# What to work on:
Please reproduce the entries below exactly, starting at the first line and ending with the line that holds "box: [81, 93, 157, 189]".

(Available records)

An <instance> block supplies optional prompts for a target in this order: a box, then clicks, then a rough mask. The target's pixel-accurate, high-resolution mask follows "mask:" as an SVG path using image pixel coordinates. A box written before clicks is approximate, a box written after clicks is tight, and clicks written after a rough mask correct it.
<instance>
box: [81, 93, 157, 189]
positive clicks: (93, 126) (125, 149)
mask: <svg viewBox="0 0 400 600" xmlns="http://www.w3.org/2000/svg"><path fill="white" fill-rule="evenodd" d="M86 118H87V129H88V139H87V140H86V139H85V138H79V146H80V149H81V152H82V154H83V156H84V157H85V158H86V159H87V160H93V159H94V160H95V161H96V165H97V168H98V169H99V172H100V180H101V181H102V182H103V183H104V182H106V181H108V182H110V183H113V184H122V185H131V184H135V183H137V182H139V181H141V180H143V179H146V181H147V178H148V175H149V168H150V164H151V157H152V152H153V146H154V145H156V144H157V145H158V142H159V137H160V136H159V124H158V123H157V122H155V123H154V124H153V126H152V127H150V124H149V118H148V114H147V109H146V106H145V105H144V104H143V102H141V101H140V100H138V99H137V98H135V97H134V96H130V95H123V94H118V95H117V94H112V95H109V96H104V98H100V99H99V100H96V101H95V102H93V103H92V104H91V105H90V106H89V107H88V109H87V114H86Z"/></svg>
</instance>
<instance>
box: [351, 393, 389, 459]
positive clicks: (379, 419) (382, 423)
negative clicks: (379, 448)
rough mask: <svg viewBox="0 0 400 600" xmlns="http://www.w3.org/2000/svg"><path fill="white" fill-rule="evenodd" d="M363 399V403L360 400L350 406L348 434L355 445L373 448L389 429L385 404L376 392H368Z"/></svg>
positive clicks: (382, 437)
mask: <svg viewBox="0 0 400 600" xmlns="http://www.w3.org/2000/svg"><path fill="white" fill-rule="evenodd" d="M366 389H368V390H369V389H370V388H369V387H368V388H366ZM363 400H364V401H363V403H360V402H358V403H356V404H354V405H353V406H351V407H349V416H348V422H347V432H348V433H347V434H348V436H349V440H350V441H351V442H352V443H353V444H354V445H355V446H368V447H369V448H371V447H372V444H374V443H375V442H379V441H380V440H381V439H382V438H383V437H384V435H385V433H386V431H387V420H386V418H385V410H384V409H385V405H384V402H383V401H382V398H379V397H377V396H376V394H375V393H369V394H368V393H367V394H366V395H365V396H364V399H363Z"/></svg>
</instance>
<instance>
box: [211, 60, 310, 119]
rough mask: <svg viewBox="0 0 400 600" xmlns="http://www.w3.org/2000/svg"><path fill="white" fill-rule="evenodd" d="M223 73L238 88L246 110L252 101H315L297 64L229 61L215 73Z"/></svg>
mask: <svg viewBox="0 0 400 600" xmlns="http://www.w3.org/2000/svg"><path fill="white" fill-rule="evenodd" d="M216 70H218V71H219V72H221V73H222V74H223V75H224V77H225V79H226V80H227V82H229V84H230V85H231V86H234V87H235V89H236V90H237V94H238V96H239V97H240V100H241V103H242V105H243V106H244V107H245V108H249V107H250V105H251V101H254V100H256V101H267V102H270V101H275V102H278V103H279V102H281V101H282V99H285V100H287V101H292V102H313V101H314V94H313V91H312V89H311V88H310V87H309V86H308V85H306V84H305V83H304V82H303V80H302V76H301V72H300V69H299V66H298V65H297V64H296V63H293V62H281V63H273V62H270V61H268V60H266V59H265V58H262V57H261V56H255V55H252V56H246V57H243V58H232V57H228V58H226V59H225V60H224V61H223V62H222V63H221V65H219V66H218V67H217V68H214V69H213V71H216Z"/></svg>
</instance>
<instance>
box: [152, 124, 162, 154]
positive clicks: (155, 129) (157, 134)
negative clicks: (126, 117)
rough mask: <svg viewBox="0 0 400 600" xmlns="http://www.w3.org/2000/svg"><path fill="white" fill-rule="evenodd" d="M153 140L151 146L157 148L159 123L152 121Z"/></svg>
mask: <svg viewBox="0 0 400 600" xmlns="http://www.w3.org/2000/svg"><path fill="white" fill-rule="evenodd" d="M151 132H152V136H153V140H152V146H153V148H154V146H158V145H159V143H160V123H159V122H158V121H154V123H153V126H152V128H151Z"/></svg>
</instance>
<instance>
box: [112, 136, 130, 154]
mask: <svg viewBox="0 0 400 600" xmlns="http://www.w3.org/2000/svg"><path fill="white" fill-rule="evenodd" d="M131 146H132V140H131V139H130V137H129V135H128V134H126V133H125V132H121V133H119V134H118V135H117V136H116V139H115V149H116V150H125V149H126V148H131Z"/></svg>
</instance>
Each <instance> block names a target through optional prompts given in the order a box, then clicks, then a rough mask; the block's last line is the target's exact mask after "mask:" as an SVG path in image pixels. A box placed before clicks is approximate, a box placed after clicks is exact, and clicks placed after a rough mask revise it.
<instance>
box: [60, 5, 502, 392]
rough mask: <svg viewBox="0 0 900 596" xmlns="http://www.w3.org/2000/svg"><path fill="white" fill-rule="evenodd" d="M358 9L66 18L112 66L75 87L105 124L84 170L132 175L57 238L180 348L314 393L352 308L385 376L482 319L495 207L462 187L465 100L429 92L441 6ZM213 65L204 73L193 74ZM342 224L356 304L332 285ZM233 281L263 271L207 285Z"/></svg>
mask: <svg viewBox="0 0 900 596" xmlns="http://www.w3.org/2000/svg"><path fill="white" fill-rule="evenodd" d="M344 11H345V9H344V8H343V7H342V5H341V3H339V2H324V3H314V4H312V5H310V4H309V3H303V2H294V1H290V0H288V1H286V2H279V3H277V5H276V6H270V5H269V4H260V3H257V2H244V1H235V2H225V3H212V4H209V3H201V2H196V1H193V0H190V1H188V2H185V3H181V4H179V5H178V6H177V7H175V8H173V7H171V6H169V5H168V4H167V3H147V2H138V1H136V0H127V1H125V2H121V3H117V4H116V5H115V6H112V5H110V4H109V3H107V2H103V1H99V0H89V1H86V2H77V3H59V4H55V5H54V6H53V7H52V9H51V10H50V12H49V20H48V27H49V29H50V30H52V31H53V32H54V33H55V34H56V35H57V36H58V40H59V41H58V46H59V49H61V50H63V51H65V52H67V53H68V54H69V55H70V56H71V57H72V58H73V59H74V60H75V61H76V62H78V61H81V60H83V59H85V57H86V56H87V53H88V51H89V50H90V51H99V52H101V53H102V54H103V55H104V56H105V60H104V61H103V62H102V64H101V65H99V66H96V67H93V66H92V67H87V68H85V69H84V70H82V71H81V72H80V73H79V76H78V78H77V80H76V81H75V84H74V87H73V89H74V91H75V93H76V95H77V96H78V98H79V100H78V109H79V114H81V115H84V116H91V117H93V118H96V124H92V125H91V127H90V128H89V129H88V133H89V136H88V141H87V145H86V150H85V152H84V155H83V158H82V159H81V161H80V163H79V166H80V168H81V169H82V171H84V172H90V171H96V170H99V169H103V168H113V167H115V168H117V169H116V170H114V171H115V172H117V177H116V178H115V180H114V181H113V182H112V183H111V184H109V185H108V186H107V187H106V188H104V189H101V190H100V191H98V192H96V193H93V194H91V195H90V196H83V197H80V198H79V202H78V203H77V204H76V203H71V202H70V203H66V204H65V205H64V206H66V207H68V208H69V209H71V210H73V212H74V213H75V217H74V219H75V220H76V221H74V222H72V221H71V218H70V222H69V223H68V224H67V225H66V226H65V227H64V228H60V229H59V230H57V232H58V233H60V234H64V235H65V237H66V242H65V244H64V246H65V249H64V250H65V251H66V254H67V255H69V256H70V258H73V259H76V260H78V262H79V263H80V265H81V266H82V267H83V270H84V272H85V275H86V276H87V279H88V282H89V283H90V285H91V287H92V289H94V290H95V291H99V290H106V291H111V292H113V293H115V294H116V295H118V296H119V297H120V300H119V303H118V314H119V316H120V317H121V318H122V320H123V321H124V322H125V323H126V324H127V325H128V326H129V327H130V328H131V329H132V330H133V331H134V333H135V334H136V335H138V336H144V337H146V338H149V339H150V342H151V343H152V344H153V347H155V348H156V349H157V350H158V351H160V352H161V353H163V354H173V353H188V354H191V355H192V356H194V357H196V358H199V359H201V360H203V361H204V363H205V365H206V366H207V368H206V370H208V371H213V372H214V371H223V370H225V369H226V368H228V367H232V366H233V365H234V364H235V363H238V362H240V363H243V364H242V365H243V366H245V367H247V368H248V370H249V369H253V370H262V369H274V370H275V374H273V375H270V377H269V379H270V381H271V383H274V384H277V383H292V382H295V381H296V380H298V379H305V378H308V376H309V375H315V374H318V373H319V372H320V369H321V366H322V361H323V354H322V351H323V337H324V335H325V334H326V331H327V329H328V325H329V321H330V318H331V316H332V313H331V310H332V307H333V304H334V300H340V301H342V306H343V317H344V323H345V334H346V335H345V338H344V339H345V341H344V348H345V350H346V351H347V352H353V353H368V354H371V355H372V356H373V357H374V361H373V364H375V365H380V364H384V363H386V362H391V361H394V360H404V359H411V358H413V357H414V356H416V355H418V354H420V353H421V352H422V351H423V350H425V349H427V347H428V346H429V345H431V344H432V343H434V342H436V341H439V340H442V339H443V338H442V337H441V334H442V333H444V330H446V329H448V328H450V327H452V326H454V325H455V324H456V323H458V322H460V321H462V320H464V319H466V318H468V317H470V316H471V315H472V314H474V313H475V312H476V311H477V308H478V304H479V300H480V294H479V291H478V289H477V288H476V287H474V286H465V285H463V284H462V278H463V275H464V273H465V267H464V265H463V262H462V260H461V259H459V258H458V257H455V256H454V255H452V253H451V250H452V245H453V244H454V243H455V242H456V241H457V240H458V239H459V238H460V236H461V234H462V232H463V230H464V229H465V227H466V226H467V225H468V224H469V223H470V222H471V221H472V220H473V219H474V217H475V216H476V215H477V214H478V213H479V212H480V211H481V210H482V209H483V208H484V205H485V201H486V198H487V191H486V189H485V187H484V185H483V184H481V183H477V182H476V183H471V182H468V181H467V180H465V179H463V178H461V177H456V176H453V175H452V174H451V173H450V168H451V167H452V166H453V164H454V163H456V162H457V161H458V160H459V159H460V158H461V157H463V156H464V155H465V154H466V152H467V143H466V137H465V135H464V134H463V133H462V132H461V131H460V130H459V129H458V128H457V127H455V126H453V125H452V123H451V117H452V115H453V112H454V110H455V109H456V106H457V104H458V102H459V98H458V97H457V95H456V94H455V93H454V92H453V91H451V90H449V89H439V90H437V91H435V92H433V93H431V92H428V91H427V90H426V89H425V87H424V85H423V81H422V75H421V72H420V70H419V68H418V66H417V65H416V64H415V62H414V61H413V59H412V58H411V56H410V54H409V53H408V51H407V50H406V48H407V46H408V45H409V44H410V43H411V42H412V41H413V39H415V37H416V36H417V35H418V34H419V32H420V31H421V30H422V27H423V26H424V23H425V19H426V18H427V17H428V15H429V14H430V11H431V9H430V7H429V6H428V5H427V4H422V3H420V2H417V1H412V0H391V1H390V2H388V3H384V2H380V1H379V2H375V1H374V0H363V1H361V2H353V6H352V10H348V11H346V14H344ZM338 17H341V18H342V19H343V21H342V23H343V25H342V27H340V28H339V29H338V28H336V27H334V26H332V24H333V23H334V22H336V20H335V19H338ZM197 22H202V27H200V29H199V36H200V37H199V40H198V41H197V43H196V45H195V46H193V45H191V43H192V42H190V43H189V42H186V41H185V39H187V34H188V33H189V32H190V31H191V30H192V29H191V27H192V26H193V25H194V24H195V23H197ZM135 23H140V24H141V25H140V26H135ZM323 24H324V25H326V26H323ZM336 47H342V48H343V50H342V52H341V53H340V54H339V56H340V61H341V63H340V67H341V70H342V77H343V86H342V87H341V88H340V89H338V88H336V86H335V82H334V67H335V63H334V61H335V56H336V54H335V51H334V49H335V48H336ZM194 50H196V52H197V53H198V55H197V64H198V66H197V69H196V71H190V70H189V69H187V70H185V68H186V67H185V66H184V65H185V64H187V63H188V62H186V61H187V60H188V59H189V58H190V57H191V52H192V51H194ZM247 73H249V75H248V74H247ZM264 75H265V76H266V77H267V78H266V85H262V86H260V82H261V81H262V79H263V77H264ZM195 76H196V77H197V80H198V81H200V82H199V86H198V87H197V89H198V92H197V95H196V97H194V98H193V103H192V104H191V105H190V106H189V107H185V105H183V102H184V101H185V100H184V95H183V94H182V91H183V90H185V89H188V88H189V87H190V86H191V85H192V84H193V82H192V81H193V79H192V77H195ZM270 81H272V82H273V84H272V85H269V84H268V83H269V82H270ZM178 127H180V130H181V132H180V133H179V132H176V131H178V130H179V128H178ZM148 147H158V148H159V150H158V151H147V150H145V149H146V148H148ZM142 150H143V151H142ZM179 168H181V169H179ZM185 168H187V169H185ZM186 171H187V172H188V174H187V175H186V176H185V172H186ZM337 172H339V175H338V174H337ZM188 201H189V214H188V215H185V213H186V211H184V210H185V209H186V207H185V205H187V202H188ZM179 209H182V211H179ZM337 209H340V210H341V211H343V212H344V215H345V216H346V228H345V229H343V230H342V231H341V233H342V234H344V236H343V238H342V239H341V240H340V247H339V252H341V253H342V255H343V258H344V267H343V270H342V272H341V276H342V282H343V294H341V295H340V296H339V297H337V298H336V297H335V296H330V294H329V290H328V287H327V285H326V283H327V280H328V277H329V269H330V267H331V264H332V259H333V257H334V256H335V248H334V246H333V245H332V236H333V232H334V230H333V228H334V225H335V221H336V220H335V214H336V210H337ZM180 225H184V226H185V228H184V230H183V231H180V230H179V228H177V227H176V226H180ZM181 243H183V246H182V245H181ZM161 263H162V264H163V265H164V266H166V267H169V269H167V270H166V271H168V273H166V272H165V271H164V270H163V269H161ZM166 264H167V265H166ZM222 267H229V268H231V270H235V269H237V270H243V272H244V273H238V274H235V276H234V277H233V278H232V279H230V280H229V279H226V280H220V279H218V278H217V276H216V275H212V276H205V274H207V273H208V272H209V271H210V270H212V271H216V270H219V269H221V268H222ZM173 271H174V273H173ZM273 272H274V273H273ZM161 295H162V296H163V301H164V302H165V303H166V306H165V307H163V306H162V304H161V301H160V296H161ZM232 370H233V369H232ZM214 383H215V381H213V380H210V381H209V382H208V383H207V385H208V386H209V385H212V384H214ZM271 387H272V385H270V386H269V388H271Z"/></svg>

(End Available records)

# Problem solution:
An <instance> block supplies optional prompts for a target in this order: a box, then clicks, then a rough mask. The target's pixel-accurate, high-resolution mask follows "mask:" as an SVG path using image pixel coordinates. A box written before clicks is approximate, a box written after clicks is tight, and clicks written after a rough mask correct it.
<instance>
box: [81, 93, 157, 189]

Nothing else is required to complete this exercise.